- _Objetivo da tarefa_:
Transcreva, sem qualquer alteração, todo o trecho do texto sobre acupuntura e meditação apresentado abaixo, desde "Comparação semelhante pode" até "dos pontos de acupuntura.".

Comparação semelhante pode ser feita entre os pontos de acupuntura e os centros. Existe uma correspondência entre algumas localizações importantes, mas não são idênticas. Por exemplo, o ponto VC1 ( Huìyīn 會陰), situado no períneo, corresponde ao centro Yīnqiào (陰竅), no entanto, este segundo se situa nos genitais internos. O ponto VG4 (mìngmén 命門) corresponde ao centro dos rins (shènqiào 腎竅), mas enquanto o ponto de acupuntura se situa na coluna vertebral, o centro se situa no interior do corpo, entre os rins e à frente da coluna. Resumindo, em geral os centros utilizados em meditação e qìgōng estão situados mais internamente no corpo, além do alcance do agulhamento, ao contrário dos pontos de acupuntura.

Além disso, há os campos de elixir, que são regiões maiores, que abrangem vários centros e pontos de acupuntura. A transmissão que recebi fala em três:  superior, médio e inferior. Estão situados, respectivamente, na cabeça, no peito e no ventre. Possuem funções e  localizações distintas do Triplo Aquecedor (Sānjiāo 三焦), víscera da medicina chinesa sem correspondência com as estruturas identificadas pela anatomia ocidental, mas que, entre outros aspectos, representa três conjuntos de funções fisiológicas: respiração/circulação, digestão, excreção.

Ou seja, é preciso prudência ao estudar os dois campos de conhecimento tradicional chinês, prestando atenção a aproximações e distinções. Minha recomendação é evitar o realismo ingênuo. Não se trata de descobrir uma verdade objetiva separada de construções simbólicas culturalmente situadas e de experiências corpóreas. Nenhum dos conceitos mencionados aqui refere-se a um objeto físico que pode ser apontado, mas compõem uma tecnologia cultural eficaz que permite prevenir e tratar doenças, promover a saúde e a longevidade, acessar experiências meditativas e desenvolver um certo tipo de consciência corporal.

Isso fica evidente quando constatamos as diferenças de terminologia, descrição e interpretação das várias linhagens taoistas, mas também quando fazemos estudos comparativos do que poderia ser chamado de “psicofisiologia do corpo sutil” conforme elaborada também em outras tradições como o yoga e o tantra, tanto hindu quanto budista, só para citar uns exemplos.

- _Material fornecido_:

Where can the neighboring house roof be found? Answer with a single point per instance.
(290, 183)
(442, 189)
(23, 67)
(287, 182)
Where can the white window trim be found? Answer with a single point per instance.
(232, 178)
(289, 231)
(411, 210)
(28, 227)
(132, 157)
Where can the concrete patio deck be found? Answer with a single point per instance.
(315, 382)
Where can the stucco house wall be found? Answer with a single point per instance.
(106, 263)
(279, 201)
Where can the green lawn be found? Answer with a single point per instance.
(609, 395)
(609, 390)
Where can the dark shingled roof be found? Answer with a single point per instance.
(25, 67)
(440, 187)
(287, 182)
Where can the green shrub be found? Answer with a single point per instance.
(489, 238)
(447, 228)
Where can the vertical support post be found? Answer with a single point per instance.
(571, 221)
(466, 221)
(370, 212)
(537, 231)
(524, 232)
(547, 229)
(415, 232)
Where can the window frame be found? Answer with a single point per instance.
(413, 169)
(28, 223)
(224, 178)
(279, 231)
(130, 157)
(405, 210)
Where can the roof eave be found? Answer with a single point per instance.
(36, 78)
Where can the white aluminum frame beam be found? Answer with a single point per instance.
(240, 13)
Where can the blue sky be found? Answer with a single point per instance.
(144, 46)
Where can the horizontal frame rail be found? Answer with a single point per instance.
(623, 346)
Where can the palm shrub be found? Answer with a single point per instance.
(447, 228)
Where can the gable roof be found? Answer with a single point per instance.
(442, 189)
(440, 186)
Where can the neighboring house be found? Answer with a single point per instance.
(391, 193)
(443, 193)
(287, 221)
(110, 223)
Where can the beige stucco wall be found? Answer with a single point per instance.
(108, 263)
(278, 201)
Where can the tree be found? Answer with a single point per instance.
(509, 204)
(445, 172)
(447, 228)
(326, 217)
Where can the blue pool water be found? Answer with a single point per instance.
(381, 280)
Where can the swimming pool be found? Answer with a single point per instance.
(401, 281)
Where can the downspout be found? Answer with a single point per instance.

- _Resposta do exercício_:
Comparação semelhante pode ser feita entre os pontos de acupuntura e os centros. Existe uma correspondência entre algumas localizações importantes, mas não são idênticas. Por exemplo, o ponto VC1 ( Huìyīn 會陰), situado no períneo, corresponde ao centro Yīnqiào (陰竅), no entanto, este segundo se situa nos genitais internos. O ponto VG4 (mìngmén 命門) corresponde ao centro dos rins (shènqiào 腎竅), mas enquanto o ponto de acupuntura se situa na coluna vertebral, o centro se situa no interior do corpo, entre os rins e à frente da coluna. Resumindo, em geral os centros utilizados em meditação e qìgōng estão situados mais internamente no corpo, além do alcance do agulhamento, ao contrário dos pontos de acupuntura.